WORK INSTRUCTION: With the images left out, print all of the records below exactly.

MATERIAL PROVIDED:
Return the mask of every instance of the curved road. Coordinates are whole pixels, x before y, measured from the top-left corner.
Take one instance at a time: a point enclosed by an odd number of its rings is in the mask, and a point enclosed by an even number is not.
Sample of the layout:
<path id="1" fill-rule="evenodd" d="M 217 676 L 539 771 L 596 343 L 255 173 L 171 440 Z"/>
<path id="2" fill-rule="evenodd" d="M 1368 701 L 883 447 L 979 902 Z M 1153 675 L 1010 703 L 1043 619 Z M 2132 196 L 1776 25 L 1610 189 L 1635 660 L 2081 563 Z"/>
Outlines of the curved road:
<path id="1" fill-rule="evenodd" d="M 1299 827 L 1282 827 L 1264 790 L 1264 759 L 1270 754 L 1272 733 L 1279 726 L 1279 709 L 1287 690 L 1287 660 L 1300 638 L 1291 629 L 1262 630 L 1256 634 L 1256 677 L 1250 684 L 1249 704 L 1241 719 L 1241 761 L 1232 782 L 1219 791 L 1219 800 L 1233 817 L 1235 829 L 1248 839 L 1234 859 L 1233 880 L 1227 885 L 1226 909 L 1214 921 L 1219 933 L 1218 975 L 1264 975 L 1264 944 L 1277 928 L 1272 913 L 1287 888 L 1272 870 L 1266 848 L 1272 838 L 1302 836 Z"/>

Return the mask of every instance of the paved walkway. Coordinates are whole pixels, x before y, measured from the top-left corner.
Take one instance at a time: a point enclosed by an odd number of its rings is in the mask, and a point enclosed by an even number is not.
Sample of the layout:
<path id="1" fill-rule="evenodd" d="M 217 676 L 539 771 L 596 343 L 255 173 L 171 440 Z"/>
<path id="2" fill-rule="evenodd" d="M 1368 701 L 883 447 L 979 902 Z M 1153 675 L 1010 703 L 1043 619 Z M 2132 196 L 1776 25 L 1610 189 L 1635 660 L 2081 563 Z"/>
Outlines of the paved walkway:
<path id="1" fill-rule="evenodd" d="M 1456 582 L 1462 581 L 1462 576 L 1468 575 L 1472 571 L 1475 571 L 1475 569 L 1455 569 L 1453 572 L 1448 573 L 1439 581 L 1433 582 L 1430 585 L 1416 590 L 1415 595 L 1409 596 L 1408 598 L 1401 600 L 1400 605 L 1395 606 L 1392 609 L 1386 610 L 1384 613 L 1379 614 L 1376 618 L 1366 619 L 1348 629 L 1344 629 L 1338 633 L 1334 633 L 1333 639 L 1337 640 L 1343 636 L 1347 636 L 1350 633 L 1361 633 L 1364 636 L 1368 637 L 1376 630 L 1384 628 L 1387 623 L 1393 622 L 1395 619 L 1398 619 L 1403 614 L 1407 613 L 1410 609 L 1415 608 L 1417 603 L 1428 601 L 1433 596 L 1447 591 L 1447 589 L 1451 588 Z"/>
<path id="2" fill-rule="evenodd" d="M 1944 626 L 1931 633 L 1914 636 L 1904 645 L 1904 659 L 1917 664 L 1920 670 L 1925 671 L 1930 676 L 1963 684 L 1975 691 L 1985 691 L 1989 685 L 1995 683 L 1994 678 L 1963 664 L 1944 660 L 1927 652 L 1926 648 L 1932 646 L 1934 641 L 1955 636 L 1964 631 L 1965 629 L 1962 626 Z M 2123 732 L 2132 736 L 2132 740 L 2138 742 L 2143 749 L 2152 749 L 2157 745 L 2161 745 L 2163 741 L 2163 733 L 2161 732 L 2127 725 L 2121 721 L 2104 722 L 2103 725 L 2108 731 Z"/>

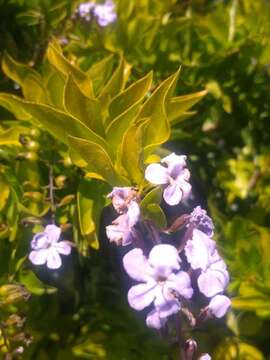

ANSWER TO THIS EXERCISE:
Return the mask of every instance of the curved road. Coordinates are whole pixels, x before y, measured from the top-left corner.
Take one instance at a time: a point enclosed by an odd number of its rings is in the mask, and a point enclosed by an even number is not.
Sample of the layout:
<path id="1" fill-rule="evenodd" d="M 217 676 L 539 771 L 596 343 L 255 173 L 171 440 Z"/>
<path id="2" fill-rule="evenodd" d="M 1368 701 L 883 447 L 979 902 Z M 1153 675 L 1010 703 L 1043 619 Z M 2132 196 L 1776 25 L 1610 189 L 1635 660 L 2081 563 Z"/>
Outlines of the curved road:
<path id="1" fill-rule="evenodd" d="M 1299 827 L 1282 827 L 1264 790 L 1264 759 L 1270 754 L 1272 733 L 1279 726 L 1279 709 L 1287 690 L 1287 660 L 1300 638 L 1291 629 L 1262 630 L 1256 634 L 1256 677 L 1250 684 L 1249 704 L 1241 719 L 1241 761 L 1232 782 L 1219 791 L 1219 800 L 1233 817 L 1235 829 L 1248 839 L 1234 859 L 1233 880 L 1227 885 L 1226 909 L 1214 921 L 1219 933 L 1218 975 L 1264 975 L 1264 944 L 1277 928 L 1272 913 L 1287 888 L 1272 870 L 1266 848 L 1272 838 L 1302 836 Z"/>

Return the mask of every instance of the paved walkway. Coordinates are whole pixels, x before y, measured from the top-left corner.
Take one instance at a time: a point enclosed by an odd number of its rings is in the mask, and a point enclosed by an even number is not.
Sample of the layout:
<path id="1" fill-rule="evenodd" d="M 217 676 L 539 771 L 596 343 L 255 173 L 171 440 Z"/>
<path id="2" fill-rule="evenodd" d="M 1368 701 L 883 447 L 979 902 Z M 1153 675 L 1010 703 L 1043 619 Z M 2132 196 L 1776 25 L 1610 189 L 1635 660 L 2081 563 Z"/>
Outlines of the paved walkway:
<path id="1" fill-rule="evenodd" d="M 1456 582 L 1462 581 L 1462 576 L 1468 575 L 1472 571 L 1475 571 L 1475 569 L 1455 569 L 1453 572 L 1448 573 L 1439 581 L 1433 582 L 1430 585 L 1416 590 L 1415 595 L 1409 596 L 1408 598 L 1401 600 L 1400 605 L 1395 606 L 1392 609 L 1386 610 L 1384 613 L 1379 614 L 1376 618 L 1366 619 L 1348 629 L 1344 629 L 1338 633 L 1334 633 L 1333 639 L 1337 640 L 1343 636 L 1347 636 L 1350 633 L 1361 633 L 1364 636 L 1368 637 L 1376 630 L 1384 628 L 1387 623 L 1393 622 L 1395 619 L 1398 619 L 1403 614 L 1407 613 L 1410 609 L 1415 608 L 1417 603 L 1428 601 L 1433 596 L 1447 591 L 1447 589 L 1451 588 Z"/>
<path id="2" fill-rule="evenodd" d="M 1944 626 L 1931 633 L 1914 636 L 1904 645 L 1904 659 L 1917 664 L 1920 670 L 1925 671 L 1930 676 L 1963 684 L 1975 691 L 1985 691 L 1989 685 L 1995 683 L 1994 678 L 1963 664 L 1944 660 L 1927 652 L 1926 648 L 1932 646 L 1934 641 L 1955 636 L 1964 631 L 1965 629 L 1962 626 Z M 2123 732 L 2132 736 L 2132 740 L 2138 742 L 2143 749 L 2152 749 L 2157 745 L 2161 745 L 2163 741 L 2163 733 L 2161 732 L 2127 725 L 2121 721 L 2104 722 L 2103 725 L 2108 731 Z"/>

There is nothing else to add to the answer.